• Records to use
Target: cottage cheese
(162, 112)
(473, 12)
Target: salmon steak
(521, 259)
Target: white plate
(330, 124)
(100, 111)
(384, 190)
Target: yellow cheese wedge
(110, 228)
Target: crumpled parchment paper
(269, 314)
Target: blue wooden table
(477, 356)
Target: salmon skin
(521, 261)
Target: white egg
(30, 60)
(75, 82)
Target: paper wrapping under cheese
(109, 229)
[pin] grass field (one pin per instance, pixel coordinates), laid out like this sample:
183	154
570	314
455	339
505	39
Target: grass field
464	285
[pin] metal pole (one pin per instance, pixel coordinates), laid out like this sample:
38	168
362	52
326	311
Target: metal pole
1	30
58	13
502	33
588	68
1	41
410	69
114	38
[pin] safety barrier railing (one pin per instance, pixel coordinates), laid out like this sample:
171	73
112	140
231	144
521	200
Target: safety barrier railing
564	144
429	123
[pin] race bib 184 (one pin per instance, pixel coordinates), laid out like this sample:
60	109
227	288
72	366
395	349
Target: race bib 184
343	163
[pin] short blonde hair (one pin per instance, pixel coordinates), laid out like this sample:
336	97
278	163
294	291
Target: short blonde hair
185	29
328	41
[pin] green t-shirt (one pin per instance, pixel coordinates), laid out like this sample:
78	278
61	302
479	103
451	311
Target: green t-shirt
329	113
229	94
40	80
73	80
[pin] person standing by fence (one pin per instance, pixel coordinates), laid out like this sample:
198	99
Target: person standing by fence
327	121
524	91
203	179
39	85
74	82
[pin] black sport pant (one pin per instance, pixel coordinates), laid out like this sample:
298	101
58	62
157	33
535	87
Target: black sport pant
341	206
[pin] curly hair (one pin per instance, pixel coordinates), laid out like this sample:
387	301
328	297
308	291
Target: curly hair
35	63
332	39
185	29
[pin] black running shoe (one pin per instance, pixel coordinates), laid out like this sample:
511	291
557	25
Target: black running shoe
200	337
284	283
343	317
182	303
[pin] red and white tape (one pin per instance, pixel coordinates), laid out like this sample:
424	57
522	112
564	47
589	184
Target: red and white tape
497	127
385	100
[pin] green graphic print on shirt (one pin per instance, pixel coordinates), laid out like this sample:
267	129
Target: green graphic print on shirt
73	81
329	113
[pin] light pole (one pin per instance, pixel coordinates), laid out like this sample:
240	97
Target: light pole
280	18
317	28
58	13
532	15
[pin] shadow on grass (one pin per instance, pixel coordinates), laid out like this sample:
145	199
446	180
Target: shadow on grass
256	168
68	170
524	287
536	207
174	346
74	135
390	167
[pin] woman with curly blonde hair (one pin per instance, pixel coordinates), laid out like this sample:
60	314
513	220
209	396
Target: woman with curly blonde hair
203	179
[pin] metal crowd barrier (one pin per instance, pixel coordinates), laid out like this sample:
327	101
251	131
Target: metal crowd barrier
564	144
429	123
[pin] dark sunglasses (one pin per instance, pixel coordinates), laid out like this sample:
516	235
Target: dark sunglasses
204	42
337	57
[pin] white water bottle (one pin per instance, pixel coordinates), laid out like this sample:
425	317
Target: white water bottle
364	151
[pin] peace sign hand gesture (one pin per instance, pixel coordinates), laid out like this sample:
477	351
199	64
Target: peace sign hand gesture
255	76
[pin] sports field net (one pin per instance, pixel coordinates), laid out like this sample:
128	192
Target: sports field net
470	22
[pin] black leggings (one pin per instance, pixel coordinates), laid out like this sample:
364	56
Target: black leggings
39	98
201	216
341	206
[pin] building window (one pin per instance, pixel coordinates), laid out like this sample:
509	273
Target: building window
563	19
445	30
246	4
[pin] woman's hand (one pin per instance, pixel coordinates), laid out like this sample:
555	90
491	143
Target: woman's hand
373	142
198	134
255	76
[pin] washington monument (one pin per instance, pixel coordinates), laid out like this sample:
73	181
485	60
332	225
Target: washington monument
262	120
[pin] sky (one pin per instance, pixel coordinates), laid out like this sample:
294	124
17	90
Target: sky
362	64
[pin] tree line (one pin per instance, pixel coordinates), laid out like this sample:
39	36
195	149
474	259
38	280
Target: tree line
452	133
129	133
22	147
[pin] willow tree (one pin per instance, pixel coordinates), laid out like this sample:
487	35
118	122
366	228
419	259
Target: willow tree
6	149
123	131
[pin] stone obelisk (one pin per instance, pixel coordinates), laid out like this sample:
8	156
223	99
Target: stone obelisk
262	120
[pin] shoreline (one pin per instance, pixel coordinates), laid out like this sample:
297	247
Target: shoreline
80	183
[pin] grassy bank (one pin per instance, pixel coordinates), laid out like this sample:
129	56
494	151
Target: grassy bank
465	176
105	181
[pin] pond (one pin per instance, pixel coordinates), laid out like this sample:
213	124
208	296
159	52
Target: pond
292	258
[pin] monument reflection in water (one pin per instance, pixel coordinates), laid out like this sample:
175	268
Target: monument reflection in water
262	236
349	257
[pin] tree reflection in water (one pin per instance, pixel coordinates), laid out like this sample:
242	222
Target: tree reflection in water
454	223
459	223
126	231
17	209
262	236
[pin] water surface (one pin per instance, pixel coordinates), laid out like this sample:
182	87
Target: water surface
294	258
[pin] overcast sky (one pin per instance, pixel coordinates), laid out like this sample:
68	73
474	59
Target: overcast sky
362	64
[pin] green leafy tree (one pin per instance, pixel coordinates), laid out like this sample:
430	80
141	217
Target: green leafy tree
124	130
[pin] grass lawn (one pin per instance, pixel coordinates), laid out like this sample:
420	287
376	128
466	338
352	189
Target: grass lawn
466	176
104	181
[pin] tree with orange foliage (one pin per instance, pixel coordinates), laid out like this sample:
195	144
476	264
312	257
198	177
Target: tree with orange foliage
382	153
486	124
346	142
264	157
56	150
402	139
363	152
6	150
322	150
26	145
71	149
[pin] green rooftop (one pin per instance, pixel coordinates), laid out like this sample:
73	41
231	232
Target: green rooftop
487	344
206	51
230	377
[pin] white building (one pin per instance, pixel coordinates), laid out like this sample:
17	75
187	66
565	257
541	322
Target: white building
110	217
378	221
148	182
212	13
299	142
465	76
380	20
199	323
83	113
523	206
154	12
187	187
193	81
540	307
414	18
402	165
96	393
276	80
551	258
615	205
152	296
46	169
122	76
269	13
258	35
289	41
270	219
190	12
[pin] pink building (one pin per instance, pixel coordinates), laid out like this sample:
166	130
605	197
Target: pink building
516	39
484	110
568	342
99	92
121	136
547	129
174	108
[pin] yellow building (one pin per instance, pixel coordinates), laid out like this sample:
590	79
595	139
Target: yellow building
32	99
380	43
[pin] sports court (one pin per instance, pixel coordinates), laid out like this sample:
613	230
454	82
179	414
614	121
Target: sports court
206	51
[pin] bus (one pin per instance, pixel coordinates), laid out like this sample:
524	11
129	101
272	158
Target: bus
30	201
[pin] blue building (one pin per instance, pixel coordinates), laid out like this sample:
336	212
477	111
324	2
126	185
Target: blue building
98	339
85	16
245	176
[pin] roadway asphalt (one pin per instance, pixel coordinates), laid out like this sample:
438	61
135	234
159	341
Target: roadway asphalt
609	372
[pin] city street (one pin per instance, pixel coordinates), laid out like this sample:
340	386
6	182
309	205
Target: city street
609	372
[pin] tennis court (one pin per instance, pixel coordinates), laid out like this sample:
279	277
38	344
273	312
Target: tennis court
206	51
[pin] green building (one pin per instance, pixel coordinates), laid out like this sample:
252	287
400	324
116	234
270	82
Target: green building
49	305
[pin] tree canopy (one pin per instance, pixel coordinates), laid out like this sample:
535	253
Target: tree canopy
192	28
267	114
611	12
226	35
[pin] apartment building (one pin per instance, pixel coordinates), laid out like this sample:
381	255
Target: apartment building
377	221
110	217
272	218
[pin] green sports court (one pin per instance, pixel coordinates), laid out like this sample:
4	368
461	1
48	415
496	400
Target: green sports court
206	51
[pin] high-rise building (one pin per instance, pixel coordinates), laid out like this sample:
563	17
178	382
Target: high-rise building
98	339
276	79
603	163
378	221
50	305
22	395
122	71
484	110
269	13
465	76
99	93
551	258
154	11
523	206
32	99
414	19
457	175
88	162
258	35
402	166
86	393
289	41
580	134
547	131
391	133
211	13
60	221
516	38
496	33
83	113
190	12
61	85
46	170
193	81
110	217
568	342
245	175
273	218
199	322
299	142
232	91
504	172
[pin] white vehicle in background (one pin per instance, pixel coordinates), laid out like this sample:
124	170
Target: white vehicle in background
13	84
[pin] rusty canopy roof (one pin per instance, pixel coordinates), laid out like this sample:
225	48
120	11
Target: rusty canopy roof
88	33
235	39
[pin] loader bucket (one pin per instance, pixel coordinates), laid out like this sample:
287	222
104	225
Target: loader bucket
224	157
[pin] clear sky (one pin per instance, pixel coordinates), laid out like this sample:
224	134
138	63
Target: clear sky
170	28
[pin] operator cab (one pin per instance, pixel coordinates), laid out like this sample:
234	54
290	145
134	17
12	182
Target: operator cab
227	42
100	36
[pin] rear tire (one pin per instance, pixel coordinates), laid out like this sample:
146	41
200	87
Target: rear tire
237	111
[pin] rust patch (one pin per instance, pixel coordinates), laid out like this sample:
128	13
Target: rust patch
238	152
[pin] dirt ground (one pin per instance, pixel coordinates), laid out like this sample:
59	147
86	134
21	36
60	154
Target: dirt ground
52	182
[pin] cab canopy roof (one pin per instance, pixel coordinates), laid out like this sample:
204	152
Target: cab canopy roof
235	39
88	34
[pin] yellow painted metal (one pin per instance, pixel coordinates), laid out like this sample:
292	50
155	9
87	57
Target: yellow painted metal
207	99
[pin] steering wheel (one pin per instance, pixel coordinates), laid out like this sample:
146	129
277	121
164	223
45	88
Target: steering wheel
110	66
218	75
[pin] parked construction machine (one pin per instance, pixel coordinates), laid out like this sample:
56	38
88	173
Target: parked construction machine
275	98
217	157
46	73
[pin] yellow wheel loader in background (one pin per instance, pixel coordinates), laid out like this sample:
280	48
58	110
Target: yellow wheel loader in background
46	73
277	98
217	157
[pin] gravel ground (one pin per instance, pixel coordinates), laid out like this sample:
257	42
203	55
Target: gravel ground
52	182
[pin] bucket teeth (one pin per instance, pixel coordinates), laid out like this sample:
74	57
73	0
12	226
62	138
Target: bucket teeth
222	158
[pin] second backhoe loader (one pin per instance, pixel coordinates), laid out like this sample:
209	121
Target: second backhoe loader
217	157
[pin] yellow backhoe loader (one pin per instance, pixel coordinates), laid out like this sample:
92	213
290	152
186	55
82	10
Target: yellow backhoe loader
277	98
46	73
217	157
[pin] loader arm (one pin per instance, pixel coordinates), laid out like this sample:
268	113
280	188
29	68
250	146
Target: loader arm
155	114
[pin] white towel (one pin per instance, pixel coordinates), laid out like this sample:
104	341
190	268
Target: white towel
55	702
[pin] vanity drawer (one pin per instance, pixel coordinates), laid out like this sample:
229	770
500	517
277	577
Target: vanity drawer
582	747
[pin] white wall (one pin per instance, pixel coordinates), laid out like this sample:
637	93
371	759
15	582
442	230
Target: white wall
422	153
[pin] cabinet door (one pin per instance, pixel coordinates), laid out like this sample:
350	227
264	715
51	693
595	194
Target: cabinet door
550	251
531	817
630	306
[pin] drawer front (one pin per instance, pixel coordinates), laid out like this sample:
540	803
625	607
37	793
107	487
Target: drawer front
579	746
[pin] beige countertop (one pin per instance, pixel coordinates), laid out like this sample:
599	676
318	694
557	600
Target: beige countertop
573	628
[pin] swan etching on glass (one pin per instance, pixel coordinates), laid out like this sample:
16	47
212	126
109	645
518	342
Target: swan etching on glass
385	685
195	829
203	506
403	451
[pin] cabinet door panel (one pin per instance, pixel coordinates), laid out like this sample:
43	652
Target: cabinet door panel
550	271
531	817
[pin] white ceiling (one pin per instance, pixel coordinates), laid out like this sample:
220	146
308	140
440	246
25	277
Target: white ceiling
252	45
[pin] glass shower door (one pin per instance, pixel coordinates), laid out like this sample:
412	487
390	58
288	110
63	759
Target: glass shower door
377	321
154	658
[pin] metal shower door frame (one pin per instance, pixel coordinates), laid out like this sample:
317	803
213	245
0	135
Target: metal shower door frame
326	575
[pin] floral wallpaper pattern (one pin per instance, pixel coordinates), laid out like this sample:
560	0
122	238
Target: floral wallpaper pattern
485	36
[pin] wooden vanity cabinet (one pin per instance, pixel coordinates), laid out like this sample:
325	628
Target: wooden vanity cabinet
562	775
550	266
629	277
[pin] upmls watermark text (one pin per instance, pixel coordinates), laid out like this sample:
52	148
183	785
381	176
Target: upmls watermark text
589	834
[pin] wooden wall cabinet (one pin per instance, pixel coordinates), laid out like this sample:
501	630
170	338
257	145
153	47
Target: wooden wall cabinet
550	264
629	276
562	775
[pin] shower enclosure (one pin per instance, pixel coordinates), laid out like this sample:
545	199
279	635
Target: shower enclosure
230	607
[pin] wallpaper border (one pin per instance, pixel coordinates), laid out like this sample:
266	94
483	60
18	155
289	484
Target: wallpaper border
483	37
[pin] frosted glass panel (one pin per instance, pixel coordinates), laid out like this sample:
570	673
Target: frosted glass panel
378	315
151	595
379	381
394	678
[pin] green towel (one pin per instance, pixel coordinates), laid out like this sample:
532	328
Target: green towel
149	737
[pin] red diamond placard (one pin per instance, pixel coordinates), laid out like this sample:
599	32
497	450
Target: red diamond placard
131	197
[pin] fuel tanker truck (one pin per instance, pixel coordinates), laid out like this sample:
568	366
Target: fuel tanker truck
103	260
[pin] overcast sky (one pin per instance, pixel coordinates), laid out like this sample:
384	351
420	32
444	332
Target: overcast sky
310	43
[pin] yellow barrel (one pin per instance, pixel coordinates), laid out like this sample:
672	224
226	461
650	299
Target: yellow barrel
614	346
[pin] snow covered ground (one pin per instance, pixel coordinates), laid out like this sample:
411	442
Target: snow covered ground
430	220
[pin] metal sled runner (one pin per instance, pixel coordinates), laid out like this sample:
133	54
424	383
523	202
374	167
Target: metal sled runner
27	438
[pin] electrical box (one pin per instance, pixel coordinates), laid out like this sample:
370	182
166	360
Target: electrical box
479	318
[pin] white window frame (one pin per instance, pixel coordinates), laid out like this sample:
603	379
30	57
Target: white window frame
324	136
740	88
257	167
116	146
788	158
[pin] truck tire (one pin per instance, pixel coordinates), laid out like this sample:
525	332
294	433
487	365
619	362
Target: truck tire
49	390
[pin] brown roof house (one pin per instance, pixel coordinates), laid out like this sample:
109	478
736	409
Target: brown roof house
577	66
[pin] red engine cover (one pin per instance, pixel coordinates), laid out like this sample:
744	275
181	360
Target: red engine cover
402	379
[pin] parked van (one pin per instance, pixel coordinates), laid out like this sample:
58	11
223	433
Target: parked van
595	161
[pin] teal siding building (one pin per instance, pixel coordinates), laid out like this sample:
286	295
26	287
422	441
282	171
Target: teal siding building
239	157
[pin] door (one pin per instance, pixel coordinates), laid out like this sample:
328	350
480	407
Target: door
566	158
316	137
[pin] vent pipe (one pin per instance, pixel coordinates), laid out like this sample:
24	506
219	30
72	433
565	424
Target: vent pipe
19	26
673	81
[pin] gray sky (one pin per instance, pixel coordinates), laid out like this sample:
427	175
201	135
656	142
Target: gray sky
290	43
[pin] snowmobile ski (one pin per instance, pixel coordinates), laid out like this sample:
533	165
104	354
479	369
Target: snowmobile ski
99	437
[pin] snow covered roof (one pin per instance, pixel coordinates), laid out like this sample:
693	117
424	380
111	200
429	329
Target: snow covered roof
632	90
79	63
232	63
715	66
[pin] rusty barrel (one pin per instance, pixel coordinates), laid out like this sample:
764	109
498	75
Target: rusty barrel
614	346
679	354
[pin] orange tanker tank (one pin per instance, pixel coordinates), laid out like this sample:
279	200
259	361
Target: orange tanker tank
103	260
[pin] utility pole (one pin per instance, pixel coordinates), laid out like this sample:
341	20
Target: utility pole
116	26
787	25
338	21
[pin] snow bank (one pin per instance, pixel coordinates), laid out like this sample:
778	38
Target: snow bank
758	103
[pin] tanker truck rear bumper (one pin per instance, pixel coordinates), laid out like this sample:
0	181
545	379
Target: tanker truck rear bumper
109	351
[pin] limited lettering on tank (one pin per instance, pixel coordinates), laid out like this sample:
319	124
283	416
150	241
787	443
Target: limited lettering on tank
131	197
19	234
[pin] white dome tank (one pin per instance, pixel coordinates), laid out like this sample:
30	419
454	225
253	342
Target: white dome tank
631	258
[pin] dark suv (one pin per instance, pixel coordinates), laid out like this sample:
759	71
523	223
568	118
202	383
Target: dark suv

• What this task involves
Starting at the line that contains "[pin] utility pole", write out every line to the end of the entries, exactly as given.

• Full output
[pin] utility pole (one pin per instance, pixel coordinates), laid out like this sample:
341	20
Target: utility pole
116	26
787	25
338	21
[pin] snow bank (one pin per instance, pixel coordinates), laid out like this sample:
778	38
Target: snow bank
758	103
[pin] tanker truck rear bumper (one pin per instance, pixel coordinates), laid out like this sample:
0	181
545	379
Target: tanker truck rear bumper
109	351
[pin] limited lettering on tank (one pin per instance, pixel coordinates), laid out like this sample:
319	124
283	416
150	241
787	443
Target: limited lettering on tank
131	197
19	234
[pin] white dome tank (one pin per instance, pixel coordinates), laid out like this sample:
30	419
454	225
253	342
Target: white dome tank
631	258
[pin] dark suv (one pin per instance, pixel coordinates), laid out like this sample:
759	71
523	223
568	118
202	383
Target: dark suv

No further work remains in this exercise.